### Excerpt to read
══════════════════════════════
3. Slumdog Millionaire
The feel-good movie of the year is also a stylistically daring, high-adrenaline juggernaut that has the audacity to sell us a fairy tale message laced with unflinching brutality and stark social critique.  The movie has become a phenomenon and deservedly so.  It will be remembered for many years to come.  

2.  The Wrestler
Bracing honesty, raw emotion and the poetry of suffering, fuel this complex and unforgettable character study.  The actors are the show here.  Mickey Rourke inhabits and owns the screen as Randy "the Ram" Robinson.  Marissa Tomei continues to reveal new layers of vulnerability and depth as an actress.  Evan Rachel Wood embodies the Ram's tragic past effortlessly.  Ranks with the very best of American Independent cinema.

1. The Dark Knight
The biggest hit of the year is also one of the greatest popcorn epics of all time.  I don't use the word "masterpiece" lightly, but TDK inspires such praise.  No other film since The Godfather has found such profundity in a mass entertainment.  

Honorable Mention  
At any given moment, there are thousands of little Joe Frankels in my head, making last minute insertions and substitutions to the above list.  Each of these fierce iconoclasts might make a case for the following films:

Quantum of Solace: the best action film of the year.  Critics complained that Bond was trying to imitate Jason Bourne.  Ludicrous.  This film builds on the legacy of Casino Royale with an equal reverence for Ian Fleming's original conception of the character -- and better stunts.  

In Search Of A Midnight Kiss: epitomizes the reckless, youthful, spirit of no-budget Independent filmmaking, with sharp dialogue, evocative on-the-fly visuals and offbeat casting. Current without being trendy.  This one is a gem.
══════════════════════════════
### Data for analysis
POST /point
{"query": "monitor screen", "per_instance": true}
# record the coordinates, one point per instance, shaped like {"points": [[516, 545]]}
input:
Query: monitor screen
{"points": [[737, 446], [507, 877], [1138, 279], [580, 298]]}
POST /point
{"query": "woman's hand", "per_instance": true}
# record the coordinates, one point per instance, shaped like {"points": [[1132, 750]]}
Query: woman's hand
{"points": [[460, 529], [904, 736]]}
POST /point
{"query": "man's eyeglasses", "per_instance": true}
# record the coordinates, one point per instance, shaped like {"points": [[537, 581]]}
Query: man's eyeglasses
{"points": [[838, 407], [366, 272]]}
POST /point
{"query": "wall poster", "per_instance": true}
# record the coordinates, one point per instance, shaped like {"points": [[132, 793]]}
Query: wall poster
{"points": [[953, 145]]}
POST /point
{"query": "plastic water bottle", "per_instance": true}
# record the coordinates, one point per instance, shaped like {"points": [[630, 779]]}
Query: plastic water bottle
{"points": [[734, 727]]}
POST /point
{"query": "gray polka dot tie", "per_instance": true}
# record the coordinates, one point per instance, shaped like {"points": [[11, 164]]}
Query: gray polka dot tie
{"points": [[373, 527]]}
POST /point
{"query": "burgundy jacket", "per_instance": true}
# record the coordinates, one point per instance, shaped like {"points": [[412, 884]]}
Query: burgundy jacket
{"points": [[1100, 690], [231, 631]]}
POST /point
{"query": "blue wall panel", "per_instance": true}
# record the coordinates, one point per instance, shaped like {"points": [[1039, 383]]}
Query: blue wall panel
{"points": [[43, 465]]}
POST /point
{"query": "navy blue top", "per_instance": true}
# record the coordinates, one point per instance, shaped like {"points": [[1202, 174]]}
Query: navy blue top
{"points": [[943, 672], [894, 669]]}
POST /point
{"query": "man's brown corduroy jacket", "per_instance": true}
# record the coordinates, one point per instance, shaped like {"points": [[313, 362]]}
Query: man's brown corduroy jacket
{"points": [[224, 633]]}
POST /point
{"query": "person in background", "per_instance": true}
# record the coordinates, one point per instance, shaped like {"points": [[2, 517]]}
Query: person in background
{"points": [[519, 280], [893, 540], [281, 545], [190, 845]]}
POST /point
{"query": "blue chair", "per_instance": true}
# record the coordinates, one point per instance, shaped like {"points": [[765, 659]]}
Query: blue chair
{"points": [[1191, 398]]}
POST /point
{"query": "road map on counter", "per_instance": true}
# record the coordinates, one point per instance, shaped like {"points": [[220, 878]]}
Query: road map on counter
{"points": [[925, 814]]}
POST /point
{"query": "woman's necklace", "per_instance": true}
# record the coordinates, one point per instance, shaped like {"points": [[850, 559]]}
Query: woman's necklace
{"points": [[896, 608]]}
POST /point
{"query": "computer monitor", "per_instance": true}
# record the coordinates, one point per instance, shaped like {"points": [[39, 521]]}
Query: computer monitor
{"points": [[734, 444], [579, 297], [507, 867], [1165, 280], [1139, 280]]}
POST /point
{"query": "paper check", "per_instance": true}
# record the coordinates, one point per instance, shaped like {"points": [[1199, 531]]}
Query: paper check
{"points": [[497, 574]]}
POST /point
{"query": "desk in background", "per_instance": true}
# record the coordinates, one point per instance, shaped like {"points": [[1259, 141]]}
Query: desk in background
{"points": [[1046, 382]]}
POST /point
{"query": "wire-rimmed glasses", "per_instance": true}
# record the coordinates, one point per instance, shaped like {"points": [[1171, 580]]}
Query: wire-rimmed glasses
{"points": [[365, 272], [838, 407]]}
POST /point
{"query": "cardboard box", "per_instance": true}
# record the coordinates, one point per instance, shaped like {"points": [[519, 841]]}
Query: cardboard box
══════════════════════════════
### Tasks to complete
**1.** According to the movie list, who plays Randy "the Ram" Robinson in The Wrestler?
**2.** Continue the movie list from where it stops.

### Answers in order
**1.** Mickey Rourke

**2.**
Vicky Christina Barcelona: Woody's favorite themes are put to fine use in the most entertaining picture of his late career.  Sly, witty and unexpectedly exotic.  

Gran Torino: Clint's second movie of '08 is also one of the year's best, offering a complex meditation on old age, gang violence and racial discord.  Juggling a variety of disparate tones with surprising grace, Gran Torino is a jazzy, elegiac, reflection on a lifetime of playing Dirty Harry.  

Rachel Getting Married: Jonathan Demme's best movie in years, unfolds like a series of home movies and invites us to be a fly on the wall during a tension filled weekend in the life of a dysfunctional family.   Anne Hathaway delivers the best lead performance by an actress this year and the movie lingers in the memory long after the end credits have rolled.    

JCVD: Arguably the most memorable movie of the year for those who saw it.  Jean Claude Van Damme reinvents himself by playing...himself.  Nobody saw it coming, but the man can actually act!  The movie plays like Jean-Luc Goddard crossed with Luc Besson and it's delightful from start to finish.